> **Texte à lire**
★ ★ ★

Il est difficile d’entrer suffisamment dans le détail des dépenses de fonctionnement des opérateurs. Je ne cherche pas d’excuses, mais nous avons un peu manqué de temps. J’ai souhaité faire un « gros plan » sur la crise sanitaire, parce qu’elle est importante et qu’il fallait écouter les acteurs des différentes filières – celles qui sont actuellement en crise et celles qui ont eu précédemment des difficultés – afin de voir quels enseignements pouvaient être tirés. Ce travail passionnant m’a conduit à faire huit propositions. Je compte sur notre collègue Manon Meunier pour m’aider à faire en sorte que le ministre s’en saisisse. Nous avons besoin d’une approche sanitaire différente, qui tienne compte de la recherche, comme l’a souligné monsieur Dive.

M. Henri Alfandari (HOR). Comme tout le monde, je suis très favorable à la préservation des effectifs de l’ONF, mais a-t-elle vraiment besoin, si on entre dans les détails, d’avoir des bûcherons ?

M. Jean-Luc Fugit, rapporteur pour avis. Nous sommes nombreux à avoir échangé avec l’ONF. Il faut distinguer la question des emplois et celle des moyens de fonctionnement. Il est extrêmement important de protéger nos forêts et de faire en sorte qu’elles soient en bon état, car c’est notre puits de carbone. Je rappelle que 45 % du CO2 émis n’est pas capté. Il faut réduire les émissions et nous avons besoin des forêts pour capter plus de CO2.

M. David Taupiac (LIOT). La crise agricole atteint un point critique en France. En l’absence de réponses rapides, nous nous exposons à une nouvelle vague de colère et de manifestations de la part des agriculteurs.

Le projet de loi de finances pour 2025 contient de premières dispositions, promises en février dernier dans le sillage des manifestations hivernales. Le secteur agricole est ainsi l’un des seuls à déroger aux mesures de rigueur généralisées et à bénéficier de nouveaux allégements fiscaux. Une partie va dans le bon sens, comme l’abandon du relèvement de la fiscalité sur le gazole non routier, mesure qui était injuste parce que les agriculteurs ne disposent pas, à ce stade, de réelle alternative. De même, la pérennisation du Tode correspond à une demande de longue date qui vise à garantir la compétitivité des filières à haute intensité de main-d’œuvre – arboriculture, maraîchage ou encore viticulture. Quant aux aménagements relatifs aux déductions pour épargne de précaution, ils permettront de mieux amortir les crises économiques et les aléas climatiques qui se multiplient, en compensant la volatilité des revenus.

★ ★ ★

> **Données présentées**
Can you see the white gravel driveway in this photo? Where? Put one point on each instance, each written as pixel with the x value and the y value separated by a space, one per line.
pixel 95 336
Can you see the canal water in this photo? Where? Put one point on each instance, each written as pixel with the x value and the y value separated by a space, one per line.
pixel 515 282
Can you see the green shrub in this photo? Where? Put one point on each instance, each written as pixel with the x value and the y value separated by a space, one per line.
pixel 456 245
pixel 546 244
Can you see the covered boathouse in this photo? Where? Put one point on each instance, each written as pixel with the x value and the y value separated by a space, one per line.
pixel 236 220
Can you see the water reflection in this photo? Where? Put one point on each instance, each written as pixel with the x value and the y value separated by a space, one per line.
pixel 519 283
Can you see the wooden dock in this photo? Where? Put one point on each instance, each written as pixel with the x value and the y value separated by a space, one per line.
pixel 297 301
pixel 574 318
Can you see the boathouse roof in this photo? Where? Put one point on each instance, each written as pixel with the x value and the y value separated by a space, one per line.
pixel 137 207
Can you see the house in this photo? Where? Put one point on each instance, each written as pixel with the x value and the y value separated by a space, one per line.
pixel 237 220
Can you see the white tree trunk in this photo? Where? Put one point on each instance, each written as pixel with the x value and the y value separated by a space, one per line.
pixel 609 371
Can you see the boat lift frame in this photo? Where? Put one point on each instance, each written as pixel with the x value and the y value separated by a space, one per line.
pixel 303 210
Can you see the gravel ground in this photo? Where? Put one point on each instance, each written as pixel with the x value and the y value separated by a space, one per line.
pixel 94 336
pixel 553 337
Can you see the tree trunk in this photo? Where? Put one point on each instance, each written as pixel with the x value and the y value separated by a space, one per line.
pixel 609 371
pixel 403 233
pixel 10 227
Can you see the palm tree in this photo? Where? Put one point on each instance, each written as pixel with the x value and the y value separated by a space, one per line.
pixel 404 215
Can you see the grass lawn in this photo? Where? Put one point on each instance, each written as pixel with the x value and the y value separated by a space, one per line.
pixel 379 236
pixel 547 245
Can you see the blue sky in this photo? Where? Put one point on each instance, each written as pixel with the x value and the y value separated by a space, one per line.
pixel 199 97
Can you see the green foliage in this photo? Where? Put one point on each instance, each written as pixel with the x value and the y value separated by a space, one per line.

★ ★ ★

> **Consignes de travail**
a. Répondez aux questions suivantes à partir de l'extrait des débats budgétaires.
(i) Combien de propositions le premier intervenant indique-t-il avoir été conduit à faire ?
(ii) Selon M. Jean-Luc Fugit, quelle part du CO2 émis n'est pas captée ?
(iii) Quelles filières à haute intensité de main-d'œuvre M. David Taupiac cite-t-il à propos de la pérennisation du Tode ?
b. Prolongez l'extrait des débats budgétaires à partir de sa dernière phrase.

> **Corrigé des exercices**
a.
(i) Huit propositions.
(ii) 45 %.
(iii) L'arboriculture, le maraîchage et la viticulture.

b.
Néanmoins, ces quelques améliorations ne suffisent pas à nous faire oublier les trop nombreuses lacunes de ce budget. La première est le manque de mesures conjoncturelles pour les exploitants qui font face à des aléas climatiques et à des épizooties. Alors que les difficultés se sont multipliées cet été, en particulier des baisses de rendement et des prix souvent trop bas, pas un euro de plus n’est provisionné. Le Premier ministre avait pourtant annoncé, début octobre, l’instauration d’un fonds d’urgence contre la fièvre catarrhale ovine (FCO 3) de 75 M€ d’euros. Cette mesure, trop faible compte tenu des enjeux, ne s’est même pas concrétisée. Par ailleurs, nous constatons l’absence de dispositif spécifique pour aider la filière bio, en grande difficulté face au déclin de la demande, et la viticulture, elle aussi en grande difficulté tant en matière de production que sur le plan de la commercialisation – notamment à l’export. L’armagnac et le cognac sont grandement menacés dans leurs principaux marchés, les États-Unis et la Chine. À plus long terme, force est de constater que ce projet de loi de finances renonce à préparer l’avenir : il confirme la baisse du budget de la planification écologique dans l’agriculture, de 10 % en crédits de paiement et de 21 % en autorisations d’engagement. Les rares dispositions qui ont été sauvées, comme le plan « haie », subissent aussi des coupes drastiques.

En résumé, ce projet de loi de finances tient en partie les promesses faites au début de l’année 2024, mais ne répond ni aux besoins actuels ni à ceux à venir.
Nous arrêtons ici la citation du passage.